━━ Excerpt provided

Oh I haven't even thought about buffering bits, I'll try mixing that with fastrand and rayon later on when I got time. another speedup I found was using the jemalloc allocator

The rand::StdRng random generator is "cryptographically strong" which means by definition that its outputs are indistinguishable from true randomness (as far as we know). This means that one of two things will happen when you use it:

  • you will get statistically correct results, or
  • you will have inadvertently broken cryptographic security of the generator (very unlikely but it'd be cool)

fastrand or some other generators in rand don't have this property. Which means that you never know: you might get the correct results or you might not. To me that defeats the purpose of running a simulation. So I'd never do that.

My policy is to always use cryptographically secure random generators if I need randomness. I wrote a blog post about this:
Need a PRNG? Use a CSPRNG

1 Like

So what use is fastrand then? when would I use a rng that might be predictable?

For me the answer is: virtually never.

━━━━
━━ Provided data

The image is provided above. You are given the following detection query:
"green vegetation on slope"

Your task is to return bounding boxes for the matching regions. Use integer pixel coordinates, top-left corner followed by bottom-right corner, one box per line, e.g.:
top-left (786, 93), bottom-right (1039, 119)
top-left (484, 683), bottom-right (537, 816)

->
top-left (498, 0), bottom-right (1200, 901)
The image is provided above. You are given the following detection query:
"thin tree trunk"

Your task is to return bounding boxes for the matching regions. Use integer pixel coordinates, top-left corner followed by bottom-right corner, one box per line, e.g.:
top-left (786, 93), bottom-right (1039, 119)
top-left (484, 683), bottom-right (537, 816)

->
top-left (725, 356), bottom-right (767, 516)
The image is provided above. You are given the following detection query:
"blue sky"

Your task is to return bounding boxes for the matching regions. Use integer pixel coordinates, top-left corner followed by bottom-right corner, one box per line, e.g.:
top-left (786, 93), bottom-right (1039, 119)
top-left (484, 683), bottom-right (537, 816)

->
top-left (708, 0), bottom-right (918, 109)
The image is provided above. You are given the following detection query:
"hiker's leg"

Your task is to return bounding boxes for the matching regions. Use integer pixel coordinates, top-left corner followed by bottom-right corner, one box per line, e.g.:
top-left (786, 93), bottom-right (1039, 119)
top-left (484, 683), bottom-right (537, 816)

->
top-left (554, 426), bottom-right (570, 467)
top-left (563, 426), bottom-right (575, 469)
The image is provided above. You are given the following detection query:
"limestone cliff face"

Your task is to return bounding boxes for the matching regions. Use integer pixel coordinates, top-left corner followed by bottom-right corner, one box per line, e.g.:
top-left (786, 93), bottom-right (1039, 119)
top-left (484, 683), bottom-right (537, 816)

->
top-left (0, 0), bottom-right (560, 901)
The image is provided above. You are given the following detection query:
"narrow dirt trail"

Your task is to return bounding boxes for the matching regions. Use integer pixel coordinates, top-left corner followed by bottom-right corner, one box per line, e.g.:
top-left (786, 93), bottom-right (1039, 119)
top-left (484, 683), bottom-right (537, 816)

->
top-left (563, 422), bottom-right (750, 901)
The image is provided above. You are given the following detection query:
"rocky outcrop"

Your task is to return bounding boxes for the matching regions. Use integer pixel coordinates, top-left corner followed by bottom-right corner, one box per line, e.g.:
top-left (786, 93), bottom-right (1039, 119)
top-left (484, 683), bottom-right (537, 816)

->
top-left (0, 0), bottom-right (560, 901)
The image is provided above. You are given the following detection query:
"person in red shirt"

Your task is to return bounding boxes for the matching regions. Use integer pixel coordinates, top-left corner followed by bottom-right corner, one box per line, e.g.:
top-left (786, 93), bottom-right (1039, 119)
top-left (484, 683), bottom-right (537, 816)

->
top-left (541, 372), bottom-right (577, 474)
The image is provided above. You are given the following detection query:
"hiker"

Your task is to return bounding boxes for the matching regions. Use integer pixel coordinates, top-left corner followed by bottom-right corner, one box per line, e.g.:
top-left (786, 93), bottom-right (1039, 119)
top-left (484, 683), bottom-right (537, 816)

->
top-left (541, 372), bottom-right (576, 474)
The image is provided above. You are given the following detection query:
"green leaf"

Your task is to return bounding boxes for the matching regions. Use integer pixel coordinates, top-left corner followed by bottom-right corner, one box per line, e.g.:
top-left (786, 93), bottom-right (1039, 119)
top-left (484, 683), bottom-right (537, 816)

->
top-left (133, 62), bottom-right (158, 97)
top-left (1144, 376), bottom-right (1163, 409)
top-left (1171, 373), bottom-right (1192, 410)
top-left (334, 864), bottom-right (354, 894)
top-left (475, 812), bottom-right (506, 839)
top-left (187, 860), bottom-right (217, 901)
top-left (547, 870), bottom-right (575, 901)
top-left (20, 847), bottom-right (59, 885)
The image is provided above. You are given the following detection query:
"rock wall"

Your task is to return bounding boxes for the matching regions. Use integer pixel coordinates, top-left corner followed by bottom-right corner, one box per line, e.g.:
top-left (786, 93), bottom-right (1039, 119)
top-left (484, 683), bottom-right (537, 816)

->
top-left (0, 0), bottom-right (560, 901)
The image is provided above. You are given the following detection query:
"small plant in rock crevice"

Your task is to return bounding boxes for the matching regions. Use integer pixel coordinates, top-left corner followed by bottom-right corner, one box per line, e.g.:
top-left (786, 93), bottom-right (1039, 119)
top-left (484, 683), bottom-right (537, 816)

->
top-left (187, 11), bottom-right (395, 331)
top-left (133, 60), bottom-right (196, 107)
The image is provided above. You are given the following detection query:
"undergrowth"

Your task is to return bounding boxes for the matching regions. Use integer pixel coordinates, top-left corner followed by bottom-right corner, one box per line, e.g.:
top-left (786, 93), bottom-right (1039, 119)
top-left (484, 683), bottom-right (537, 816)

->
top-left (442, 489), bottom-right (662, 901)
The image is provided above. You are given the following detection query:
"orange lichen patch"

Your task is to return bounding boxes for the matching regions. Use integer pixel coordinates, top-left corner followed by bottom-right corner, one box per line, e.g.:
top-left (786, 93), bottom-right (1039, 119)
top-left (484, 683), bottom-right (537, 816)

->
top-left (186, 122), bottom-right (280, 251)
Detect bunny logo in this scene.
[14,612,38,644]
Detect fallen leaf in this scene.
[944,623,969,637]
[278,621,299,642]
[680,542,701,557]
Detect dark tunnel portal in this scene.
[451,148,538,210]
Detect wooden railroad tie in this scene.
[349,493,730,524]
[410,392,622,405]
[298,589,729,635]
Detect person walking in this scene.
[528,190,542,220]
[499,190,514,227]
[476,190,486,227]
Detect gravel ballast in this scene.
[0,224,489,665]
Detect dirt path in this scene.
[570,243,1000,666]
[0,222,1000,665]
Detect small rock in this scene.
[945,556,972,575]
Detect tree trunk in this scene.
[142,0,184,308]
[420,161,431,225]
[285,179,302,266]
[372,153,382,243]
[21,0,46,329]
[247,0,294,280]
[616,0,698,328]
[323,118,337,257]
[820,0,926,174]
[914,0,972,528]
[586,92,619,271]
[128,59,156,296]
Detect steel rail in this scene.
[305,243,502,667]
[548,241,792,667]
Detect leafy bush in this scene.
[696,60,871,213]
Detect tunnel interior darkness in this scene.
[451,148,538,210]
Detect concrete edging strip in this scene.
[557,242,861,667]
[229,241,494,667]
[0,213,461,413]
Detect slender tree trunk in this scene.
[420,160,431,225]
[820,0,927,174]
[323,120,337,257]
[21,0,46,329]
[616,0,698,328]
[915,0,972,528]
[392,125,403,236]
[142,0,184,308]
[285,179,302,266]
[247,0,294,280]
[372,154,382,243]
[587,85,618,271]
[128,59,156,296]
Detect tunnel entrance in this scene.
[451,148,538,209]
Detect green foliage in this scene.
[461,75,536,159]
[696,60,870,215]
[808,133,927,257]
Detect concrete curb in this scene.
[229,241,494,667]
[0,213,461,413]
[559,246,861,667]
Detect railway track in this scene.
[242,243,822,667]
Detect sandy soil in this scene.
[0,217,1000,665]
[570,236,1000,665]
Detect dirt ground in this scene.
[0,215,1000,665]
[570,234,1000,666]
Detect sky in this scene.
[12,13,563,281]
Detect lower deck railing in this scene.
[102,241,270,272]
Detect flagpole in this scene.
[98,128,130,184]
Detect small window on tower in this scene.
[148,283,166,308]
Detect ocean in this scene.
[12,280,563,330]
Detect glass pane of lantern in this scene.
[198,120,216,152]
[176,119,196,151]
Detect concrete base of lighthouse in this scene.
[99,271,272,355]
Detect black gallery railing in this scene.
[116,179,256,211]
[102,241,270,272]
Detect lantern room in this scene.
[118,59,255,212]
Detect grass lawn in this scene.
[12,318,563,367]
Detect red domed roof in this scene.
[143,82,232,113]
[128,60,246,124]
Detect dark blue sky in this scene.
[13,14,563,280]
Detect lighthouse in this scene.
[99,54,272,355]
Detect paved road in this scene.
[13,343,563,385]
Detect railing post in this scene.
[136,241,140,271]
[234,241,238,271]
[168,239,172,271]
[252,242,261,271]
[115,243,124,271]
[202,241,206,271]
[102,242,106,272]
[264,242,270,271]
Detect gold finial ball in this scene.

━━━━

Exercise brief:
Transcribe the entire forum thread about random number generators above, word for word.

Final result:
Oh I haven't even thought about buffering bits, I'll try mixing that with fastrand and rayon later on when I got time. another speedup I found was using the jemalloc allocator

The rand::StdRng random generator is "cryptographically strong" which means by definition that its outputs are indistinguishable from true randomness (as far as we know). This means that one of two things will happen when you use it:

  • you will get statistically correct results, or
  • you will have inadvertently broken cryptographic security of the generator (very unlikely but it'd be cool)

fastrand or some other generators in rand don't have this property. Which means that you never know: you might get the correct results or you might not. To me that defeats the purpose of running a simulation. So I'd never do that.

My policy is to always use cryptographically secure random generators if I need randomness. I wrote a blog post about this:
Need a PRNG? Use a CSPRNG

1 Like

So what use is fastrand then? when would I use a rng that might be predictable?

For me the answer is: virtually never.